_Brief:_ Transcribe the essay on intent and morality, starting with "Contemporary Western intellectuals" and going on through "ancient religious practices.".

Considering intent to evaluate morality is an ancient Western tradition.

Contemporary Western intellectuals embrace secularism as ‘modern’, and they often perceive Eastern and African cultures as ‘traditional’ cultures that are steeped in ancient religious practices.

Many Westerners even describe Japan, an arguably more technologically advanced nation, as an interesting blend of the very old with the very new. A white man told me that he visited Japan to meet the parents of his Japanese wife. He said that Japan’s technology makes Canada look like a developing country. However, he insisted that Japan’s culture is very ancient in addition to being futuristic, because ancient cultural beliefs and practices are still part of contemporary Japanese culture.

I found it odd that Western culture is rarely perceived as ancient, even though so many of our beliefs and practices can be traced back to ancient traditions. It is difficult to look at Western culture directly, when we are so accustomed to looking through Western cultural frameworks.

An example of an ancient Western cultural artifact is the Christian tradition of considering intention when judging the morality of an action. This Christian concept is institutionalized in our legal systems as mens rea. For a very recent example of factoring in intent, Clay Shirky claimed that the filtering out of LGBT books from Amazon.com was only a “perceived injustice” and an “injustice that didn’t actually occur” since the delisting was done unintentionally.*

The overemphasis on intent is so pervasive that the effects of an entity’s actions is now considered less important or even unimportant. Furthermore, a culture that trivializes the importance of effect encourages people in power to prioritize image management over correcting bad behaviour. If intent is more important than action and effect, then showing that you had good intentions absolves you from your bad behaviour and your responsibility to correct your behaviour.


Related articles:


* For the record, I was unaware of the #amazonfail twitterstorm until I read Shirky’s article, as I had Internet troubles during that time. Although he makes a good point about people’s tendency to rationalize their actions, because I wasn’t involved, I have no emotional investment in maintaining that an injustice did occur.

Rows from a dataset for box labeling
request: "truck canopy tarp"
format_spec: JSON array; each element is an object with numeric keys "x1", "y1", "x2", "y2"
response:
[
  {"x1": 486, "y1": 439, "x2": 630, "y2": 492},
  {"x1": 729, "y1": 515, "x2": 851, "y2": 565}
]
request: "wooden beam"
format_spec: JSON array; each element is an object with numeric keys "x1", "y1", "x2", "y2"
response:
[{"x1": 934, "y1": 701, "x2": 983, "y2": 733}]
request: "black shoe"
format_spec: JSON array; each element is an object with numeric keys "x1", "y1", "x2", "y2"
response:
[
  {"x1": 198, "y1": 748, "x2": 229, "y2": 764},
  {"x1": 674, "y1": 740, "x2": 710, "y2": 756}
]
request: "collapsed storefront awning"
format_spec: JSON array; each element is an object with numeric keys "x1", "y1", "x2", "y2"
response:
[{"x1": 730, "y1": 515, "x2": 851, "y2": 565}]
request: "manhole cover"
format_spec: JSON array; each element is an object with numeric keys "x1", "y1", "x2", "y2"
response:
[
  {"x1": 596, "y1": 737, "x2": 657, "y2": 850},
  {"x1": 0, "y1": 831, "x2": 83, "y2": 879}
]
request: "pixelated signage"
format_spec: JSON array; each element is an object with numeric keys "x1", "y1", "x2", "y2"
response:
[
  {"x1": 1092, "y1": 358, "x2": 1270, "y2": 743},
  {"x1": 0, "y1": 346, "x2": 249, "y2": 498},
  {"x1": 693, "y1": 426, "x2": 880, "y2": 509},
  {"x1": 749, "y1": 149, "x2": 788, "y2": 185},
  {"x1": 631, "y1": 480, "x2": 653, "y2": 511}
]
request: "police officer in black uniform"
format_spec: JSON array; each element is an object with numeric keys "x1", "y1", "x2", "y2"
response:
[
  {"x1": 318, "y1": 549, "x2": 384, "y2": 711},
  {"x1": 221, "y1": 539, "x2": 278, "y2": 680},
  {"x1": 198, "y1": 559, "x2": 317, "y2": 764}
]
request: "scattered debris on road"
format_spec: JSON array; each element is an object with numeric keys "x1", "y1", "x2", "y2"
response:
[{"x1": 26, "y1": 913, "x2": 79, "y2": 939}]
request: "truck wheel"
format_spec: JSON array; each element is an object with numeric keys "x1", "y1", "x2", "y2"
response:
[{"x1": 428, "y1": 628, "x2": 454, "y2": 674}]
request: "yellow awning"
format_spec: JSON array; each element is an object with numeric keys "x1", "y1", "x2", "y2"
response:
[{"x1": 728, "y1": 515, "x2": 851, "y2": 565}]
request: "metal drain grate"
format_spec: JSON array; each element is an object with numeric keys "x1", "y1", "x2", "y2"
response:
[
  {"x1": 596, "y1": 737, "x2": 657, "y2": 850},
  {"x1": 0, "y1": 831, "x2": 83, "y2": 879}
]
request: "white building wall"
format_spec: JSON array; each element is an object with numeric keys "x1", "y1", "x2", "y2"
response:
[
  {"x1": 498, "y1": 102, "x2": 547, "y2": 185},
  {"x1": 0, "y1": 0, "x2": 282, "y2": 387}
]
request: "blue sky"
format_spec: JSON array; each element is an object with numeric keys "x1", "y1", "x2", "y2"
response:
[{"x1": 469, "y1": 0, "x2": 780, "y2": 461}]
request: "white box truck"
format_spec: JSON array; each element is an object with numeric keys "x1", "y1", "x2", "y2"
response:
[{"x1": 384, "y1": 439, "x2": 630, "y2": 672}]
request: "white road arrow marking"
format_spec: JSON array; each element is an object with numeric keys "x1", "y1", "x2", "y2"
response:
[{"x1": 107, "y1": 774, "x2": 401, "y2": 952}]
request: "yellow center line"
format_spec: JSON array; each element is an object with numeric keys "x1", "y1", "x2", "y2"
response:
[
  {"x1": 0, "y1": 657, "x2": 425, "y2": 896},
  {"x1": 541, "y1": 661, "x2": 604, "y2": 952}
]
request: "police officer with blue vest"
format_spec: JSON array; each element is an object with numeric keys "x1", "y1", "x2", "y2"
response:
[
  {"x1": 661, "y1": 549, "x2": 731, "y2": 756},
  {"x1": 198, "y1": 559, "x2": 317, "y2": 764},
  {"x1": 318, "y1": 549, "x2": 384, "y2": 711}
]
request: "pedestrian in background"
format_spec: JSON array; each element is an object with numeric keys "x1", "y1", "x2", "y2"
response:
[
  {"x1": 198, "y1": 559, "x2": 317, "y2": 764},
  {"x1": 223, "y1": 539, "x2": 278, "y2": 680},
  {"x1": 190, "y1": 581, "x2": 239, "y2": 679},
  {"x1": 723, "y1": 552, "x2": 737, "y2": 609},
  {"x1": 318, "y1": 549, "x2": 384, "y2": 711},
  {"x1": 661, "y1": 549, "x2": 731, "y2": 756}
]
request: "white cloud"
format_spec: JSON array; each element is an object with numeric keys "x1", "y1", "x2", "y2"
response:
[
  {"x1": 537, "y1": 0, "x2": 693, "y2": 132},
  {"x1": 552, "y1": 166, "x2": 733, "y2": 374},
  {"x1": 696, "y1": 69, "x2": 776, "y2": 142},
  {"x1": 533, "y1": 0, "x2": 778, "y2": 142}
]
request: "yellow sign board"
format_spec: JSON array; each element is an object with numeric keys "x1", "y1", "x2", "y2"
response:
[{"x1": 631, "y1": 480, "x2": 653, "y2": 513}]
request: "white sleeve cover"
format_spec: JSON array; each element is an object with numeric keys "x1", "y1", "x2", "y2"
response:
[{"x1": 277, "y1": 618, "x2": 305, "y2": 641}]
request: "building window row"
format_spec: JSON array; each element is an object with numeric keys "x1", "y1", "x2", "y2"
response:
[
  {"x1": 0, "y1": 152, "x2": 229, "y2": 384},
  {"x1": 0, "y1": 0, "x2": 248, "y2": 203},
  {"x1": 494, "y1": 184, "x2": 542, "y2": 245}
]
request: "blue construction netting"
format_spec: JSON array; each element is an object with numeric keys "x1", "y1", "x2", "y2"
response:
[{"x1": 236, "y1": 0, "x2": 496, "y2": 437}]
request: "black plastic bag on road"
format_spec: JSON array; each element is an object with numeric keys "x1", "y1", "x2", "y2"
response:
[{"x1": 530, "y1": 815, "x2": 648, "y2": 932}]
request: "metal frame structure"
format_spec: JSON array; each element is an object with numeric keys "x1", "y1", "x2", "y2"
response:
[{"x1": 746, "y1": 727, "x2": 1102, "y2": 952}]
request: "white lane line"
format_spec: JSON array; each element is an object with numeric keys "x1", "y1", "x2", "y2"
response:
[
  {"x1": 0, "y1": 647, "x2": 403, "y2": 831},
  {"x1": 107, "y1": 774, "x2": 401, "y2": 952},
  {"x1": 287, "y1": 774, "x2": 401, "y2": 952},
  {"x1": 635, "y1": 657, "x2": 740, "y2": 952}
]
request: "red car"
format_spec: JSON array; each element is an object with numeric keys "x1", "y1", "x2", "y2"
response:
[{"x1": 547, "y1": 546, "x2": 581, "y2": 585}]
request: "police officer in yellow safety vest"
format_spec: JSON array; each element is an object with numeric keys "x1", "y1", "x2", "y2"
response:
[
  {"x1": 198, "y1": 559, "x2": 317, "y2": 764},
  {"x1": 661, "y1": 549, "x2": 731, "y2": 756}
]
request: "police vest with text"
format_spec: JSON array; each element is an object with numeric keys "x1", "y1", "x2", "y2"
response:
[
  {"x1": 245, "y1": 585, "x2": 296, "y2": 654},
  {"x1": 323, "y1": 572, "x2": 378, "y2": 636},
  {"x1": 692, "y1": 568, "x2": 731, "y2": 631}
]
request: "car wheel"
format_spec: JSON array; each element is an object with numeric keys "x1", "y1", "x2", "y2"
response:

_Exercise answer:_
Contemporary Western intellectuals embrace secularism as ‘modern’, and they often perceive Eastern and African cultures as ‘traditional’ cultures that are steeped in ancient religious practices.